WRITTEN EXERCISE ▸
Write each record again exactly as it stands.

PROVIDED DATA ▸
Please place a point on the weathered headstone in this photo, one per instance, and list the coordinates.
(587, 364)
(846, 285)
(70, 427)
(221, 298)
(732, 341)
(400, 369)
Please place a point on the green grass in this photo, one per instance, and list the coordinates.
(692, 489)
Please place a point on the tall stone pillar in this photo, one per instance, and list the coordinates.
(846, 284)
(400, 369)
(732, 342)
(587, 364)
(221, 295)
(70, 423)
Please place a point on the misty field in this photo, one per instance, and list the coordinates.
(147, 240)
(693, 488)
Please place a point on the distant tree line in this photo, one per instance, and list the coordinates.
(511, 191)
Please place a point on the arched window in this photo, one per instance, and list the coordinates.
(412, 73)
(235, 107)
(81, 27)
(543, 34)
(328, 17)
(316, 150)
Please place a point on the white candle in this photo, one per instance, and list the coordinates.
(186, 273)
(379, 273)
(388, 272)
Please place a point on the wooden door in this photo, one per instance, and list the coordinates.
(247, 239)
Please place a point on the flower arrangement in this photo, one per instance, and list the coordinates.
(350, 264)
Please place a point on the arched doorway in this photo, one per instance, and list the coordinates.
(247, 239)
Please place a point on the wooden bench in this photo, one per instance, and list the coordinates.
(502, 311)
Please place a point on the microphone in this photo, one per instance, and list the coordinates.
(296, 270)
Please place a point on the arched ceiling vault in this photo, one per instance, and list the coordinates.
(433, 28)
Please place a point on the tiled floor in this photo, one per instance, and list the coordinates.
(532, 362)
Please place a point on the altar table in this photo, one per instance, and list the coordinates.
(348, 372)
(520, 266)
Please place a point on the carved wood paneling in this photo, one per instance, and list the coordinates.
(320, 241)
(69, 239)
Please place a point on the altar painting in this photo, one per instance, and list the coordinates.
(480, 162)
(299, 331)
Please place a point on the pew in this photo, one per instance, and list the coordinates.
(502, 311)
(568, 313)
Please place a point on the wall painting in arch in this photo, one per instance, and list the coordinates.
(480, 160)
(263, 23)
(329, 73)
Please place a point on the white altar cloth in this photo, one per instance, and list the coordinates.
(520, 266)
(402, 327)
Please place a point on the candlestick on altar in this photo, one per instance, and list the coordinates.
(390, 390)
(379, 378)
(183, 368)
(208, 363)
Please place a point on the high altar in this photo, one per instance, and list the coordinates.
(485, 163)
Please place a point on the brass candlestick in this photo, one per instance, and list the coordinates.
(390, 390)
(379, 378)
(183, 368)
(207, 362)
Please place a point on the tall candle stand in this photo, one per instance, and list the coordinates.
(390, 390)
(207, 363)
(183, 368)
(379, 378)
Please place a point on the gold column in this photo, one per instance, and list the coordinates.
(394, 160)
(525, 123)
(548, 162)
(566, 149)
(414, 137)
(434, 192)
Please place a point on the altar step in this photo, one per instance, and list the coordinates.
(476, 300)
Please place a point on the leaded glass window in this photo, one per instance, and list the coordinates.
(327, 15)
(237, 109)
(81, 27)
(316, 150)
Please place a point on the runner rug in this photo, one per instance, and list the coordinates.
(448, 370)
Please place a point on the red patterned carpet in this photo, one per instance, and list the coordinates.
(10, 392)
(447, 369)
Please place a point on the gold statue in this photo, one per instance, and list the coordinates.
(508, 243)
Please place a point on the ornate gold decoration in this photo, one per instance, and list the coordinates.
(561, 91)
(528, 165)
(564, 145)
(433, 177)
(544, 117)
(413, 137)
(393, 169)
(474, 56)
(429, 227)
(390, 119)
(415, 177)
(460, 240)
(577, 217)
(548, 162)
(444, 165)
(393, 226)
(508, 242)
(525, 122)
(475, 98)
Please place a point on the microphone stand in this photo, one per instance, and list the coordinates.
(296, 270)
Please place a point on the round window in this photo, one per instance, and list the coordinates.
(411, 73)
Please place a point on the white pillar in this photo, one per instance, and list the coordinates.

EXERCISE SOLUTION ▸
Please place a point on the weathered headstone in this photo, one per instance, and list the coordinates.
(587, 364)
(846, 285)
(70, 427)
(221, 298)
(732, 341)
(400, 369)
Please place a point on the green grass in this photo, one per instance, and list the coordinates.
(692, 489)
Please place a point on the tall stone pillar in this photo, one per instance, and list the coordinates.
(846, 284)
(400, 369)
(732, 342)
(587, 364)
(221, 295)
(70, 423)
Please place a point on the misty field in this photo, one per instance, and list the coordinates.
(147, 240)
(693, 488)
Please place a point on the distant tree line in this photo, one per instance, and list the coordinates.
(511, 191)
Please place a point on the arched window in this photo, one per instance, and list the coordinates.
(412, 73)
(235, 107)
(81, 27)
(543, 34)
(328, 17)
(316, 150)
Please place a point on the white candle in this photo, one per instance, and list the coordinates.
(186, 273)
(379, 273)
(388, 272)
Please place a point on the wooden door in this photo, one per instance, and list the coordinates.
(247, 239)
Please place a point on the flower arrangement in this photo, one per instance, and list the coordinates.
(350, 264)
Please place a point on the arched doorway in this photo, one per instance, and list the coordinates.
(247, 239)
Please place a point on the wooden bench in this photo, one per instance, and list the coordinates.
(502, 311)
Please place a point on the microphone in this photo, one per instance, and list the coordinates.
(296, 270)
Please place a point on the arched ceiling vault in this photo, one per instance, and list the coordinates.
(433, 28)
Please place a point on the tiled floor in this photo, one per instance, and list the coordinates.
(532, 362)
Please place a point on the altar table in this photo, one per instance, and list the coordinates.
(348, 372)
(520, 266)
Please place a point on the carved wood paneling in this photo, one per instance, and list the coordinates.
(320, 241)
(69, 239)
Please place a point on the altar painting in this photo, one per instance, and list the coordinates.
(480, 162)
(299, 331)
Please place a point on the pew in this photo, one per instance, and list the coordinates.
(502, 311)
(568, 313)
Please place a point on the wall painting in arch in this photo, one per instance, and list the coordinates.
(480, 160)
(263, 23)
(329, 73)
Please place a point on the white altar cloth in this photo, one per instance, and list the coordinates.
(520, 266)
(402, 327)
Please place a point on the candlestick on altar in this photo, one per instance, and list the coordinates.
(390, 390)
(379, 378)
(183, 368)
(208, 363)
Please place a point on the high altar in this photo, one per instance, and list the coordinates.
(485, 163)
Please place a point on the brass candlestick in this photo, one per instance, and list the coordinates.
(390, 390)
(379, 378)
(183, 368)
(207, 362)
Please place a point on the tall candle stand in this photo, one per instance, and list the coordinates.
(390, 390)
(207, 363)
(183, 368)
(379, 378)
Please place a point on the gold column in this photo, one per instance, and list the coordinates.
(394, 160)
(525, 123)
(548, 162)
(566, 149)
(414, 137)
(434, 192)
Please place a point on the altar step in this photo, one per instance, and list the coordinates.
(476, 300)
Please place a point on the leaded glass window in this photo, one per instance, and list the coordinates.
(327, 15)
(237, 109)
(81, 27)
(316, 150)
Please place a point on the runner rug in this photo, one per instance, and list the coordinates.
(448, 370)
Please place a point on the red patterned carpet in this photo, one per instance, and list the coordinates.
(10, 392)
(447, 369)
Please place a point on the gold statue in this photo, one per instance, and list the coordinates.
(508, 243)
Please place a point on the ornate gold decoration in this photo, one per instance, and list the coordinates.
(561, 91)
(528, 165)
(564, 145)
(433, 177)
(544, 117)
(413, 137)
(393, 169)
(474, 56)
(429, 227)
(390, 119)
(415, 177)
(460, 240)
(577, 217)
(548, 162)
(444, 165)
(393, 226)
(508, 242)
(525, 122)
(475, 98)
Please place a point on the microphone stand in this photo, one per instance, and list the coordinates.
(296, 270)
Please place a point on the round window in this photo, one per instance, and list the coordinates.
(411, 73)
Please place a point on the white pillar in this photo, one per instance, and list the coordinates.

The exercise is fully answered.